■ **EXERCISE**
Starting with the line containing "Task: output the" and continuing through the line containing "box: [259, 398, 264, 430]", repeat those lines of the data below exactly as they appear, and output nothing else.

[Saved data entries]
________________________________________

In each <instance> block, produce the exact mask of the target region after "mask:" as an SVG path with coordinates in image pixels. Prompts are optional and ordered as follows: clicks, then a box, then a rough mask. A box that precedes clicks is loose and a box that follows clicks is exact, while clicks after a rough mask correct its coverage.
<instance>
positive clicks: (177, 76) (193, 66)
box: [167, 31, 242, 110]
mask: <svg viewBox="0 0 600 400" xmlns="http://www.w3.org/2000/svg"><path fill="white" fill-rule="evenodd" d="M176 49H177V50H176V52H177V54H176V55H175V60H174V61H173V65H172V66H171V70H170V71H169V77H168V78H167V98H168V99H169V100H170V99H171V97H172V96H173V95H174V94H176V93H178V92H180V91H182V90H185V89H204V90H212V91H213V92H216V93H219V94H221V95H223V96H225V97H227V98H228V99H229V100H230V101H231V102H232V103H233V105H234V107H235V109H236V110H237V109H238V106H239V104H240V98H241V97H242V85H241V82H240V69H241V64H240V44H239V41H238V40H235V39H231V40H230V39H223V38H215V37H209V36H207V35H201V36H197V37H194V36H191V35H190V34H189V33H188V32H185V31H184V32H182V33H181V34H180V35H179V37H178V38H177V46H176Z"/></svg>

________________________________________

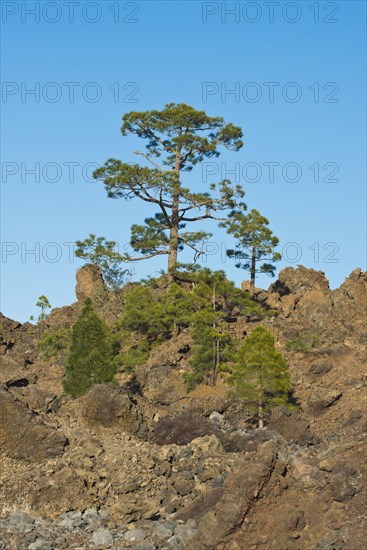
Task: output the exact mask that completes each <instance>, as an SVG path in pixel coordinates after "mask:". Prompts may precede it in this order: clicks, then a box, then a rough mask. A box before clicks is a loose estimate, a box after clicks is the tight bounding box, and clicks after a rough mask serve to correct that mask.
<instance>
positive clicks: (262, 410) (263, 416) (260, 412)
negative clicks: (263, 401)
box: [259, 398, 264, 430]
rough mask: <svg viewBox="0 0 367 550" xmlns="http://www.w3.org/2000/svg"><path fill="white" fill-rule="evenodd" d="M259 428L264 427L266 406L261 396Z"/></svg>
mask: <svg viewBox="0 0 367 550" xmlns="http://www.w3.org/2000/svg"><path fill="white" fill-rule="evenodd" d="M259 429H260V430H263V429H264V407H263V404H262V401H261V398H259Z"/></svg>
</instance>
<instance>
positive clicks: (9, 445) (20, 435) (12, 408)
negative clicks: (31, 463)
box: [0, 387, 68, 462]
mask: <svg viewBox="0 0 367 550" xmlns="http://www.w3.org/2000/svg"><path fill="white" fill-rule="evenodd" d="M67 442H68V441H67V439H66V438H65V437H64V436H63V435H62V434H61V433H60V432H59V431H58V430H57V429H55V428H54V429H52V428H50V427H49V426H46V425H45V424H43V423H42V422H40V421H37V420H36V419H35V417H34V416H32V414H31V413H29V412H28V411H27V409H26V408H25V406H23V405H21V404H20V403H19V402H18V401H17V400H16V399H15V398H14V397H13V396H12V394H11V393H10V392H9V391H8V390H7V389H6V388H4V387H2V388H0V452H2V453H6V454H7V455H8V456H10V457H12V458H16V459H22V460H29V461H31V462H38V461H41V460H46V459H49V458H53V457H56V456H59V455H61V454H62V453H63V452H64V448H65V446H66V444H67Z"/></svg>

________________________________________

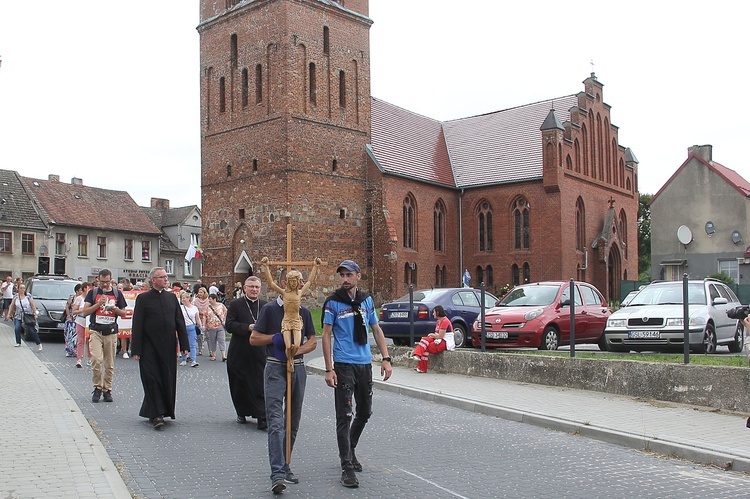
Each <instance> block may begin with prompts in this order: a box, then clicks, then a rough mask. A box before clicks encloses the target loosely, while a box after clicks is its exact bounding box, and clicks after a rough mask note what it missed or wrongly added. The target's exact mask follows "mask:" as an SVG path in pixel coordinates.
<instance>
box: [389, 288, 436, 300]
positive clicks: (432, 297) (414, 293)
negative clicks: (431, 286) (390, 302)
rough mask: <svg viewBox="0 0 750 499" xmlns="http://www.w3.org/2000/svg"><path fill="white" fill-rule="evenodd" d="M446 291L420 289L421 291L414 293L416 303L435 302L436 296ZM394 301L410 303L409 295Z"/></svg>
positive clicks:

________________________________________

■ **RESULT FOR THIS TASK**
Task: output the exact mask that completes each <instance>, as an SVG path in pixel coordinates after "mask:". Prompts may precede it in this order: clicks, then a box, then a rough mask. A box before clicks is a loose estimate, a box after clicks is the tight bounding box, and clicks after a rough mask serve to correct that mask.
<instance>
positive clicks: (262, 410) (263, 416) (260, 412)
negative clicks: (263, 401)
box: [259, 398, 264, 430]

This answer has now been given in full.